# Start of Data for the task

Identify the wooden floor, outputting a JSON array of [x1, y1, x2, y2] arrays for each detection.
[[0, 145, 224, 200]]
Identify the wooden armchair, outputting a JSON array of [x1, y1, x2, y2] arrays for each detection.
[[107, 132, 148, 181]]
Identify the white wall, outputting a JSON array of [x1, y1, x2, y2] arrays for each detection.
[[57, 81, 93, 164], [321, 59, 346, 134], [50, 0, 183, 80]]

# End of Data for the task

*Do this*. Write the entire listing out again, word for word.

*Answer below*.
Identify the wooden floor, outputting a JSON array of [x1, y1, x2, y2] arrays for each detection.
[[0, 145, 224, 200]]
Identify the wooden armchair, outputting a JSON array of [x1, y1, x2, y2] arrays for each detection.
[[107, 132, 148, 181]]
Identify the white wall, outputting a JSON array of [x1, y1, x2, y2] arrays for each detection.
[[57, 81, 93, 164], [321, 59, 346, 134], [50, 0, 183, 80]]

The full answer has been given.